### What to work on:
Copy exactly every line below, from the first through the one that contains "Challenge accepted? Locate the green vegetation", and skip all pictures.

### Input:

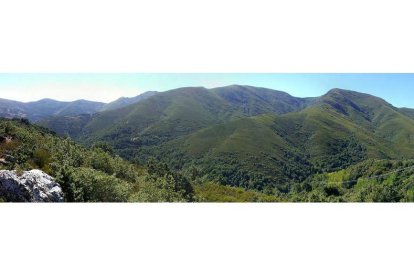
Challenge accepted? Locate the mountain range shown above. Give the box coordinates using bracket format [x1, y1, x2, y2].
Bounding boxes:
[0, 91, 158, 121]
[30, 85, 414, 192]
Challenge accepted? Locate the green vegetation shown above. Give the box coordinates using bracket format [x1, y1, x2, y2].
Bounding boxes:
[39, 85, 311, 148]
[133, 89, 414, 191]
[3, 117, 414, 202]
[290, 159, 414, 202]
[5, 86, 414, 202]
[195, 182, 281, 202]
[0, 118, 195, 202]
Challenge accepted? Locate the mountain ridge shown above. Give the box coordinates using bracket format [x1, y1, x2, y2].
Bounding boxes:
[0, 90, 159, 122]
[34, 85, 414, 191]
[100, 91, 159, 111]
[0, 97, 105, 121]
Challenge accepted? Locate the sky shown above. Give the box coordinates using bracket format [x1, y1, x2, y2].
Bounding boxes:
[0, 73, 414, 107]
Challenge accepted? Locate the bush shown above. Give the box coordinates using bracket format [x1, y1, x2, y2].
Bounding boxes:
[130, 175, 190, 202]
[32, 148, 52, 173]
[56, 166, 132, 202]
[146, 159, 194, 201]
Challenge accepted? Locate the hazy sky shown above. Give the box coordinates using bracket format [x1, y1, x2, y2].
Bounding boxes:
[0, 73, 414, 107]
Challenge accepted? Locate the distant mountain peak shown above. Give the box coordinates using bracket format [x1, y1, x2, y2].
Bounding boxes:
[99, 91, 159, 112]
[0, 98, 105, 121]
[31, 98, 62, 103]
[167, 86, 208, 93]
[325, 88, 382, 99]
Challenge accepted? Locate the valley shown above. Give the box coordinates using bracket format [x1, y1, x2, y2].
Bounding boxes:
[2, 85, 414, 202]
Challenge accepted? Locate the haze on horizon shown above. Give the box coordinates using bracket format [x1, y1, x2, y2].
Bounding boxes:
[0, 73, 414, 107]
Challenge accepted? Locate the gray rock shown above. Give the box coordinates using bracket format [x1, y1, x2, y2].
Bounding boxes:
[0, 169, 64, 202]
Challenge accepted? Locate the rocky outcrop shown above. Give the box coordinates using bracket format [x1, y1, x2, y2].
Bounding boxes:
[0, 169, 64, 202]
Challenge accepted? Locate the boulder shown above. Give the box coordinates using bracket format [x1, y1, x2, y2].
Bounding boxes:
[0, 169, 64, 202]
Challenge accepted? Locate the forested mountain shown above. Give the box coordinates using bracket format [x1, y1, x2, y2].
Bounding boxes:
[133, 88, 411, 189]
[4, 85, 414, 202]
[35, 86, 414, 195]
[39, 85, 313, 143]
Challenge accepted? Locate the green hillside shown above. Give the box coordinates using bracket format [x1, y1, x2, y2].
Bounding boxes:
[36, 86, 414, 197]
[39, 86, 312, 151]
[39, 114, 94, 138]
[290, 159, 414, 202]
[77, 88, 414, 192]
[0, 118, 195, 202]
[0, 117, 277, 202]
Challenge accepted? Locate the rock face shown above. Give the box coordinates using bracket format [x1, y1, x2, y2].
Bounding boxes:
[0, 169, 64, 202]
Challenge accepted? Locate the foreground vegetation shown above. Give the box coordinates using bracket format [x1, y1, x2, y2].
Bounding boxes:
[3, 118, 414, 202]
[0, 118, 195, 202]
[1, 118, 282, 202]
[290, 159, 414, 202]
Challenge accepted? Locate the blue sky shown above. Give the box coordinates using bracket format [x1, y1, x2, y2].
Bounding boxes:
[0, 73, 414, 107]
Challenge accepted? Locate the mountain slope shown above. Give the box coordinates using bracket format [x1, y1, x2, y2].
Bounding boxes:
[39, 85, 311, 149]
[0, 99, 27, 119]
[106, 88, 414, 190]
[3, 118, 414, 202]
[290, 159, 414, 202]
[38, 86, 414, 192]
[150, 89, 414, 190]
[398, 107, 414, 119]
[210, 85, 314, 116]
[0, 118, 195, 202]
[100, 91, 158, 111]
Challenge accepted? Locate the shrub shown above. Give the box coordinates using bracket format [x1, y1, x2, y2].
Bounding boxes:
[55, 166, 132, 202]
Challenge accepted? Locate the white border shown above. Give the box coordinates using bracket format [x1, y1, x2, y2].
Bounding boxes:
[1, 0, 414, 72]
[1, 204, 414, 276]
[1, 0, 414, 275]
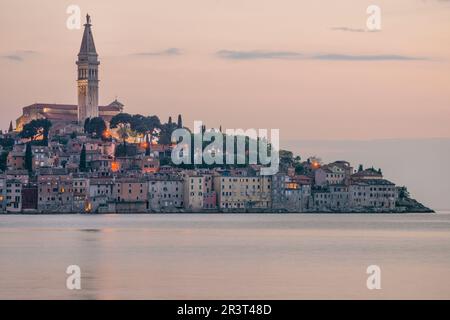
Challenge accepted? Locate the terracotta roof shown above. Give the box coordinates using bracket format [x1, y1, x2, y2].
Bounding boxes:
[351, 179, 395, 186]
[23, 102, 124, 113]
[352, 168, 382, 178]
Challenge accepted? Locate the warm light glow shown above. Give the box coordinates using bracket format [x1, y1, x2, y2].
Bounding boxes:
[102, 130, 112, 139]
[143, 167, 158, 174]
[286, 182, 299, 189]
[111, 161, 120, 172]
[140, 142, 149, 149]
[312, 161, 320, 169]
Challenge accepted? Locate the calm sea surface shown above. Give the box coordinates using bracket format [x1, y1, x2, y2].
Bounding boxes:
[1, 212, 449, 300]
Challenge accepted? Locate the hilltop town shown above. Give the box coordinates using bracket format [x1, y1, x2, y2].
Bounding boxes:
[0, 15, 432, 214]
[0, 116, 432, 214]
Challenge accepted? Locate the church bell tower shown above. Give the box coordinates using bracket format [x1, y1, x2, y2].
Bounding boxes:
[77, 14, 99, 124]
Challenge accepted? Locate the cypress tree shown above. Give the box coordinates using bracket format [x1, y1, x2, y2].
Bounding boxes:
[25, 143, 33, 174]
[84, 118, 91, 133]
[79, 144, 87, 172]
[177, 114, 183, 128]
[8, 121, 13, 133]
[145, 134, 151, 156]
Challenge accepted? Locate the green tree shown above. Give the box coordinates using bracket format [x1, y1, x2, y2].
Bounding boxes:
[358, 164, 364, 172]
[8, 121, 13, 133]
[0, 137, 14, 150]
[20, 119, 52, 145]
[79, 144, 87, 172]
[131, 115, 161, 146]
[279, 150, 294, 166]
[110, 113, 134, 147]
[25, 143, 33, 174]
[0, 151, 8, 172]
[84, 118, 91, 133]
[159, 121, 178, 145]
[145, 134, 151, 156]
[398, 186, 410, 199]
[85, 117, 107, 138]
[295, 163, 305, 175]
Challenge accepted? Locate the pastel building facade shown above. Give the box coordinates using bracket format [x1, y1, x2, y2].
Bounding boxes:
[37, 175, 74, 213]
[214, 176, 272, 210]
[148, 176, 184, 211]
[349, 179, 397, 209]
[183, 175, 205, 211]
[88, 178, 115, 212]
[113, 178, 149, 213]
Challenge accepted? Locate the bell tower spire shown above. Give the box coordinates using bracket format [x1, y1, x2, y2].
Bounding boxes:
[77, 13, 99, 124]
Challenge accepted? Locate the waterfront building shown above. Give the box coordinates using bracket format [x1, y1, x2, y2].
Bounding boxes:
[37, 175, 74, 213]
[285, 184, 312, 212]
[329, 185, 350, 210]
[148, 174, 184, 211]
[113, 178, 149, 213]
[21, 184, 38, 212]
[5, 179, 23, 213]
[271, 173, 289, 210]
[88, 177, 115, 213]
[349, 179, 397, 209]
[183, 174, 205, 211]
[0, 175, 6, 212]
[315, 165, 347, 187]
[313, 189, 332, 211]
[72, 175, 90, 212]
[213, 176, 272, 210]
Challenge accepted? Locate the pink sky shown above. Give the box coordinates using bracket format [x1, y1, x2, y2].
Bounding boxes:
[1, 0, 449, 140]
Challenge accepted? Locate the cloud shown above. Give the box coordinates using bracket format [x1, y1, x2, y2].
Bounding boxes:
[134, 48, 182, 57]
[331, 27, 366, 33]
[216, 50, 303, 60]
[1, 50, 37, 62]
[312, 54, 427, 61]
[216, 49, 428, 62]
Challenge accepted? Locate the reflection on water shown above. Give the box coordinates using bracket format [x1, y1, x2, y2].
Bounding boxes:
[0, 213, 450, 300]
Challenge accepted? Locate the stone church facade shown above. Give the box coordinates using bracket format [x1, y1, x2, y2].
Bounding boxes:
[16, 14, 123, 131]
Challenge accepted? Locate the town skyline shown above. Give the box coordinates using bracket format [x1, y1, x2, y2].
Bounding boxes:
[1, 0, 449, 140]
[0, 17, 430, 214]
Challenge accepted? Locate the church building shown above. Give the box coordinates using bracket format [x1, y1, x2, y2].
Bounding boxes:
[16, 14, 123, 131]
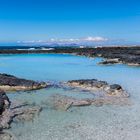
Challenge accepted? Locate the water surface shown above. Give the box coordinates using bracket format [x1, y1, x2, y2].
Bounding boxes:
[0, 54, 140, 140]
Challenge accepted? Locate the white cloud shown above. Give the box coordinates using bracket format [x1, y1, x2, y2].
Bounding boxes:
[84, 36, 108, 42]
[17, 36, 108, 45]
[47, 37, 108, 43]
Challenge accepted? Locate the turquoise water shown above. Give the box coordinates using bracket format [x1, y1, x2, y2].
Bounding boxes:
[0, 54, 140, 140]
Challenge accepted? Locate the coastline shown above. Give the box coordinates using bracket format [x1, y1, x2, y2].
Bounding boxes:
[2, 53, 139, 139]
[0, 46, 140, 66]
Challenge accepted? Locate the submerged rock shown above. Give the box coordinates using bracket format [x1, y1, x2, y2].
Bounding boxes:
[0, 101, 42, 129]
[0, 91, 42, 139]
[43, 93, 131, 111]
[67, 79, 129, 98]
[0, 73, 47, 91]
[0, 131, 13, 140]
[43, 94, 92, 111]
[14, 106, 42, 122]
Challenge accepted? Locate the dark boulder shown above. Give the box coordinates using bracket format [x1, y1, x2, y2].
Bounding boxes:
[0, 73, 47, 91]
[0, 90, 11, 115]
[110, 84, 122, 90]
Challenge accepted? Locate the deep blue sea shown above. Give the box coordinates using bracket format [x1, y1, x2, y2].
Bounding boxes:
[0, 53, 140, 140]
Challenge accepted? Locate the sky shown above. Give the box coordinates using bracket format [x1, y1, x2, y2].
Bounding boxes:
[0, 0, 140, 45]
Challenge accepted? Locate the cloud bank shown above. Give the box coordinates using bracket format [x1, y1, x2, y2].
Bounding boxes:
[17, 36, 109, 46]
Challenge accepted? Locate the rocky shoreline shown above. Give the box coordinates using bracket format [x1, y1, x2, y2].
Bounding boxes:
[0, 74, 48, 139]
[49, 79, 131, 110]
[41, 79, 130, 112]
[0, 46, 136, 139]
[0, 46, 140, 66]
[0, 101, 42, 140]
[0, 90, 42, 140]
[0, 47, 137, 139]
[0, 73, 131, 139]
[0, 74, 47, 91]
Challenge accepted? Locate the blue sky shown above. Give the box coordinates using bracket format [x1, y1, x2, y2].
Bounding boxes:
[0, 0, 140, 45]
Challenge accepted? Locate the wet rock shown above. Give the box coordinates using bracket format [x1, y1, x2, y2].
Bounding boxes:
[110, 84, 122, 90]
[68, 79, 108, 89]
[0, 109, 12, 129]
[67, 79, 129, 98]
[0, 89, 42, 137]
[104, 84, 129, 98]
[0, 73, 47, 91]
[0, 101, 42, 129]
[0, 90, 11, 115]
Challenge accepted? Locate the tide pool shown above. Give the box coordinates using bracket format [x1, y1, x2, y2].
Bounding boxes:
[0, 53, 140, 140]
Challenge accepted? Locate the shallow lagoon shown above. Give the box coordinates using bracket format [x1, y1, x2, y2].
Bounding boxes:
[0, 54, 140, 140]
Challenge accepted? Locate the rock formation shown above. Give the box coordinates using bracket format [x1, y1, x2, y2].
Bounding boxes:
[0, 91, 42, 140]
[67, 79, 129, 98]
[0, 73, 47, 91]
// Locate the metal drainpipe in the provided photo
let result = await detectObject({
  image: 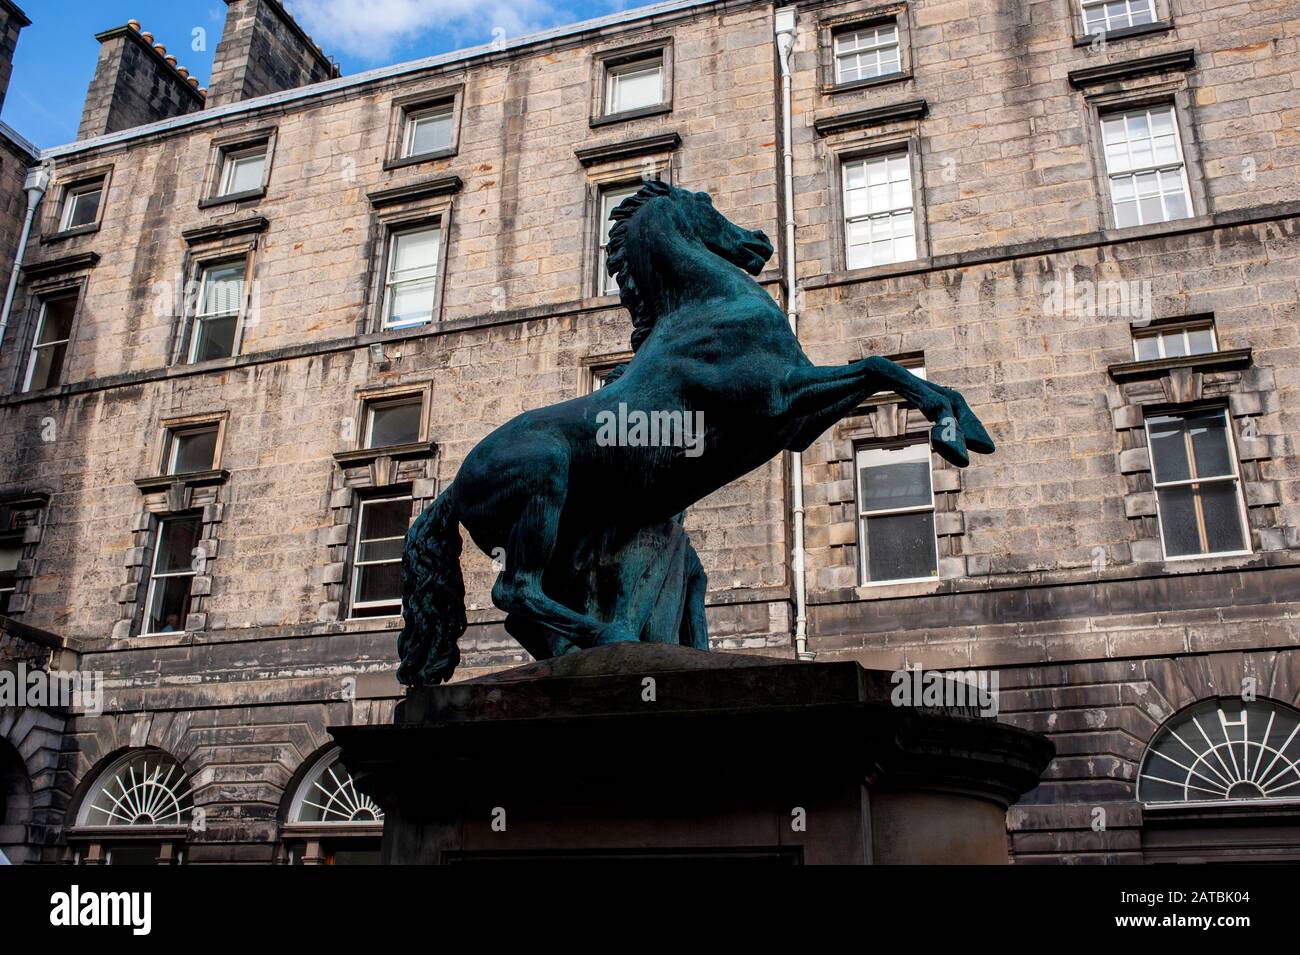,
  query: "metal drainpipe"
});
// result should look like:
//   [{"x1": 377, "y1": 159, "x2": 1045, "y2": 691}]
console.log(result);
[
  {"x1": 0, "y1": 165, "x2": 50, "y2": 349},
  {"x1": 775, "y1": 7, "x2": 814, "y2": 661}
]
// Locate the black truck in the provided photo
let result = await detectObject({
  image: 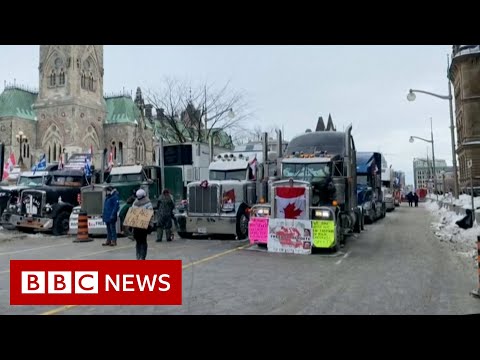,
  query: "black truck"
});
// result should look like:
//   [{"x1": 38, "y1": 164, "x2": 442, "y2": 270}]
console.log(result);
[{"x1": 11, "y1": 169, "x2": 97, "y2": 235}]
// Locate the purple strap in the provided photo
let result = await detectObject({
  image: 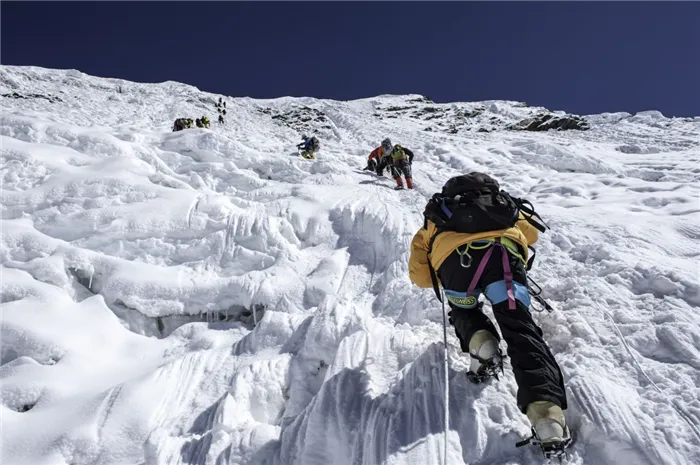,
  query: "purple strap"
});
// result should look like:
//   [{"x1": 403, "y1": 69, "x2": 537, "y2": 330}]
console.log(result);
[
  {"x1": 467, "y1": 246, "x2": 494, "y2": 293},
  {"x1": 500, "y1": 244, "x2": 516, "y2": 310},
  {"x1": 466, "y1": 242, "x2": 517, "y2": 310}
]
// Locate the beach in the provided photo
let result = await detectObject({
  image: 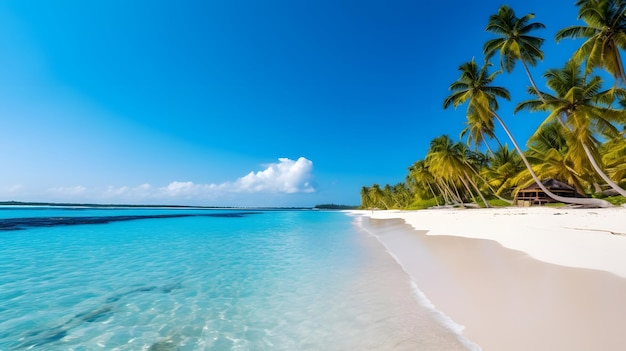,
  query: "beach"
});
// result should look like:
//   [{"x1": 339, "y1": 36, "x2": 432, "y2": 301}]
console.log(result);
[{"x1": 349, "y1": 206, "x2": 626, "y2": 350}]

### The completed task:
Challenge accepted? Locate the mountain range shown above. Give the box coordinates using bracket format [x1, y1, x2, y2].
Bounding boxes:
[0, 91, 158, 121]
[30, 85, 414, 192]
Challenge accepted? Locate the green vegetation shown above. Give the box coordinates using bracket format [x1, y1, x2, y2].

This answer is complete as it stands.